* _Exercise details_
Format the whole listing below as a Markdown table with two columns, Row and Line. Put a row number in Row and the line's text in Line, and leave out any blank lines.

* _Data provided_
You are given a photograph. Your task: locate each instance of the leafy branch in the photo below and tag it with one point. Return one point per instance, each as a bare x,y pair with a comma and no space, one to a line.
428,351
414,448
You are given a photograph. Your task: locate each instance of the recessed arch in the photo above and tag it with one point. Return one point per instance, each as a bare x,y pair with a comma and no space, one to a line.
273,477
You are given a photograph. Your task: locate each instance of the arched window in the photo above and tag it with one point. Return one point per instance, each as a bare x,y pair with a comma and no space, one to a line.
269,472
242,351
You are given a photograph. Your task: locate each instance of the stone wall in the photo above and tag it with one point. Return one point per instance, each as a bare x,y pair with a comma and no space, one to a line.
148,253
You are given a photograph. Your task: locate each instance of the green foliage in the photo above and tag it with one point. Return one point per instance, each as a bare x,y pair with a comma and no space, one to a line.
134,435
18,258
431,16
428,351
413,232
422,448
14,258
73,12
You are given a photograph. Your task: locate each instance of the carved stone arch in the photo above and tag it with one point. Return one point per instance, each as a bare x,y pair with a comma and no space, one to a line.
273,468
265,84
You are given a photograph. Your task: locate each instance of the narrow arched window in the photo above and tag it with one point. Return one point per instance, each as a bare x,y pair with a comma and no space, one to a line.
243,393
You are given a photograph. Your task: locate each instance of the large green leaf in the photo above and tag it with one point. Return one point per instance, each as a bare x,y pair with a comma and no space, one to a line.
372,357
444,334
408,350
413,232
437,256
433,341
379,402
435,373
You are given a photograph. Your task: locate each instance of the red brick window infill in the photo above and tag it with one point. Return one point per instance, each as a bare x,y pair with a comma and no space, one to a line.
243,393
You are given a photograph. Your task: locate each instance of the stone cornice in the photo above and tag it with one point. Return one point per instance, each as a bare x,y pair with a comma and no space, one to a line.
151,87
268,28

* _Output for this exercise_
| Row | Line |
|---|---|
| 1 | You are given a photograph. Your task: locate each instance of the leafy branch in the photo below and tag it with one point. Return one point per instance, each as a bare x,y pair with a comma and no space, one to a line. |
| 2 | 428,351 |
| 3 | 414,448 |
| 4 | You are given a photograph. Your task: locate each instance of the recessed arch in the photo above and tag it with one point. Return one point per instance, each as a bare x,y pair with a comma and no space, one to a line. |
| 5 | 273,477 |
| 6 | You are given a photograph. Your task: locate each instance of the arched window in the photo above and tag it with one point. Return one point per instance, each as a bare x,y pair with a comma and no space, one to a line. |
| 7 | 269,472 |
| 8 | 242,351 |
| 9 | You are given a photograph. Your task: locate each instance of the stone wall in the photo above and tag it with one point. Return one point per instance, each as a bare x,y pair with a comma and no space, one to a line. |
| 10 | 148,253 |
| 11 | You are given a photograph. Your task: locate each instance of the green foliage in the photo above and tag it with one point. Return one point per instance, each as a bare x,y pair with a comma and no space, one to a line. |
| 12 | 134,435 |
| 13 | 18,258 |
| 14 | 431,16 |
| 15 | 428,351 |
| 16 | 413,232 |
| 17 | 422,448 |
| 18 | 14,258 |
| 19 | 73,12 |
| 20 | You are given a photograph. Your task: locate each instance of the carved stone arch in the photo above and tag it with one point. Return one point per instance, each as a bare x,y pair with a comma and no space, one to a line. |
| 21 | 273,468 |
| 22 | 265,84 |
| 23 | You are given a photograph. Your task: locate each instance of the narrow arched window in the photo above and tag it with one point. Return one point per instance, each as a bare x,y pair with a comma and no space, one to a line. |
| 24 | 243,393 |
| 25 | You are given a photograph. Your task: locate each instance of the large green leaf in the photo above and tag it with one point. Return one point per instance, each as a bare x,y pair with a comma and no space, one to a line. |
| 26 | 372,357 |
| 27 | 444,334 |
| 28 | 408,350 |
| 29 | 413,232 |
| 30 | 437,256 |
| 31 | 433,341 |
| 32 | 379,402 |
| 33 | 435,373 |
| 34 | You are given a photograph. Your task: locate each instance of the red brick window infill in the photo above and tag it with one point. Return one point per instance, each as a bare x,y pair with a comma and no space, one to a line. |
| 35 | 243,393 |
| 36 | You are given a photograph. Your task: locate each instance of the stone cornice in the photo above and tag it with one point. Return one point per instance, each as a bare x,y pair with a comma and no space, one to a line. |
| 37 | 151,87 |
| 38 | 268,28 |